• Texte à lire:
------
Il s’agit pour eux, d’encadrer la société civile et de baliser ses actions afin d’éviter les débordements mais surtout d’apporter au peuple une bonne lisibilité des actions et lui indiquer, le cas échéant, leurs conséquences à court, moyen et long termes.
 
Les partis politiques n’ont pas le droit de laisser le peuple «s’embarquer» et encore moins de «l’embarquer» eux-mêmes dans une aventure sans avoir la certitude de son aboutissement. Parce que lorsqu’il a fait le choix de suivre des leaders politiques en toute confiance, qu’il marche et proteste, le peuple attend toujours des résultats concrets.
 
Fmliberte : Voulez-vous dire que le CST n’aurait donc pas dû organiser toutes ces marches et manifestations?
 
K. Yamgnane : Non! Jamais! Je n’ai jamais condamné les marches organisées par le FRAC, le CST ou Arc-en-Ciel! Je ne peux pas avoir planté un arbre et lui interdire de porter des fruits!
------
• Données disponibles:
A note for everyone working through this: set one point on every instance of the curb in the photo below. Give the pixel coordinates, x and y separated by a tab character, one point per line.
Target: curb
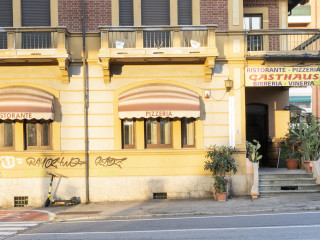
56	219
------
• Tâche à réaliser:
Reproduisez fidèlement le passage de l'entretien sur le rôle des partis politiques, de « Il s’agit pour » à « marches et manifestations? ».

• Résultat attendu:
Il s’agit pour eux, d’encadrer la société civile et de baliser ses actions afin d’éviter les débordements mais surtout d’apporter au peuple une bonne lisibilité des actions et lui indiquer, le cas échéant, leurs conséquences à court, moyen et long termes.
 
Les partis politiques n’ont pas le droit de laisser le peuple «s’embarquer» et encore moins de «l’embarquer» eux-mêmes dans une aventure sans avoir la certitude de son aboutissement. Parce que lorsqu’il a fait le choix de suivre des leaders politiques en toute confiance, qu’il marche et proteste, le peuple attend toujours des résultats concrets.
 
Fmliberte : Voulez-vous dire que le CST n’aurait donc pas dû organiser toutes ces marches et manifestations?